>> Begin Dataset rows
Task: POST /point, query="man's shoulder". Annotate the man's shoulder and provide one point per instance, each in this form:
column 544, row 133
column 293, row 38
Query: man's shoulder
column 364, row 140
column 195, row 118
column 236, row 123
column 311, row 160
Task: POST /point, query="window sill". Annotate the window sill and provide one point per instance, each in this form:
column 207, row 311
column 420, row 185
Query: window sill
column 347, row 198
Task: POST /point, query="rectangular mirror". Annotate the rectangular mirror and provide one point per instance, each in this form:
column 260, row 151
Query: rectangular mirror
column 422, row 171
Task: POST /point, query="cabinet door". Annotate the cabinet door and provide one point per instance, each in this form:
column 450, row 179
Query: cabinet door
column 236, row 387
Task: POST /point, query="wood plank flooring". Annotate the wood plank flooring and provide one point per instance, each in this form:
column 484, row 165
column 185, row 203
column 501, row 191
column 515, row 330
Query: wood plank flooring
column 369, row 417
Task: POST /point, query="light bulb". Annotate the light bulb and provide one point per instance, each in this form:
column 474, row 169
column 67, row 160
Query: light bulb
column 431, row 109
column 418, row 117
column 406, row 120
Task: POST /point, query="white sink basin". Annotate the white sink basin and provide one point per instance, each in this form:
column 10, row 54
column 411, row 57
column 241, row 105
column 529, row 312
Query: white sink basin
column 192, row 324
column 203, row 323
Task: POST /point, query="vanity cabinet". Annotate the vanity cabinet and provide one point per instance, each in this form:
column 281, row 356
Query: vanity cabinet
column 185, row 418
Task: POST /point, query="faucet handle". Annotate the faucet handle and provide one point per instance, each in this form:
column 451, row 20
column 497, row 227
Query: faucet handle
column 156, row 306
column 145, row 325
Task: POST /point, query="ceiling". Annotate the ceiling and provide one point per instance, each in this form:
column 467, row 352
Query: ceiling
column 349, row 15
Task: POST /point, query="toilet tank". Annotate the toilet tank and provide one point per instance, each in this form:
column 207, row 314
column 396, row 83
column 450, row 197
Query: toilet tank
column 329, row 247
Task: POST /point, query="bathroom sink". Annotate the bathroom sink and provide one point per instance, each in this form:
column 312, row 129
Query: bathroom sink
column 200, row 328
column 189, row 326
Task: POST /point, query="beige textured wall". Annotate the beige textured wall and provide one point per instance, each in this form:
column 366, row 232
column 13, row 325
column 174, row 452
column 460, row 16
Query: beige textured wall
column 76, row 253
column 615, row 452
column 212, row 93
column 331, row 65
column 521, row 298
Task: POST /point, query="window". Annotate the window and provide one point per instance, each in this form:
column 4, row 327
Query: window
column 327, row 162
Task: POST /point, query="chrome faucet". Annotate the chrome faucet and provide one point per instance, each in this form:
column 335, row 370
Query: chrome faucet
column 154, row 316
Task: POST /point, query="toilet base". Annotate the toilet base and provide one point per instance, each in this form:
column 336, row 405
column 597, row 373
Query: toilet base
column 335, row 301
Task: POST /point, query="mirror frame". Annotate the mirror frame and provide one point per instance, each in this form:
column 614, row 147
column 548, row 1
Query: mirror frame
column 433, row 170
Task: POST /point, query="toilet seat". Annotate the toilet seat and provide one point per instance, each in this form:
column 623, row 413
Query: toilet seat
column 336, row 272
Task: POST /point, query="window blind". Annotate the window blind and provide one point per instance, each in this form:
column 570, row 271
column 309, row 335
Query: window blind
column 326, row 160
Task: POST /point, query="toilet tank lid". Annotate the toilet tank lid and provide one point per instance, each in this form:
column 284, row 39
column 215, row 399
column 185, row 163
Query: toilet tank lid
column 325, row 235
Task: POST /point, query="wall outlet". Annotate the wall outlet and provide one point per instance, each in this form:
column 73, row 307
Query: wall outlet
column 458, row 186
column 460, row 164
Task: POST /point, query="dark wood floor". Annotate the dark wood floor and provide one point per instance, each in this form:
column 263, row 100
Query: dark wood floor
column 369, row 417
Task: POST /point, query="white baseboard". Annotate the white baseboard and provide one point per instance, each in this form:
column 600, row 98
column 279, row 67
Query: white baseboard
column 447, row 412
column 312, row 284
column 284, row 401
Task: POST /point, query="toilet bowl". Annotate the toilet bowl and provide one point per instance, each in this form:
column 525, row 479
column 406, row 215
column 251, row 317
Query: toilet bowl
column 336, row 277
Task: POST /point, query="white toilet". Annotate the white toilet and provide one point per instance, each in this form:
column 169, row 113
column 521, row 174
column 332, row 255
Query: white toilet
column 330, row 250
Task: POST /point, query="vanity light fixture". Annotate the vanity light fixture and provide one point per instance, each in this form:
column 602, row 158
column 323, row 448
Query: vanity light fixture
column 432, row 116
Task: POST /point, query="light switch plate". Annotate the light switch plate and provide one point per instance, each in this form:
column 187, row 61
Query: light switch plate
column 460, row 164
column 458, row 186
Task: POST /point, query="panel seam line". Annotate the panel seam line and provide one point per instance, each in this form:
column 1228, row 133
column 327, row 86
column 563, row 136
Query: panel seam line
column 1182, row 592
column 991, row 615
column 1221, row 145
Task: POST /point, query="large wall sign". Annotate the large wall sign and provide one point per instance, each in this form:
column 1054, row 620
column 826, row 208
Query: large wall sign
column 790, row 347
>> End Dataset rows
** What is being asked **
Copy the records above word for word, starting with the line that contains "Annotate the large" and going on through the last line of the records.

** Finished exercise **
Task: POST /point, query="large wall sign". Annotate the large wall sign and provide one point per instance, each in this form:
column 1054, row 620
column 826, row 208
Query: large wall sign
column 790, row 347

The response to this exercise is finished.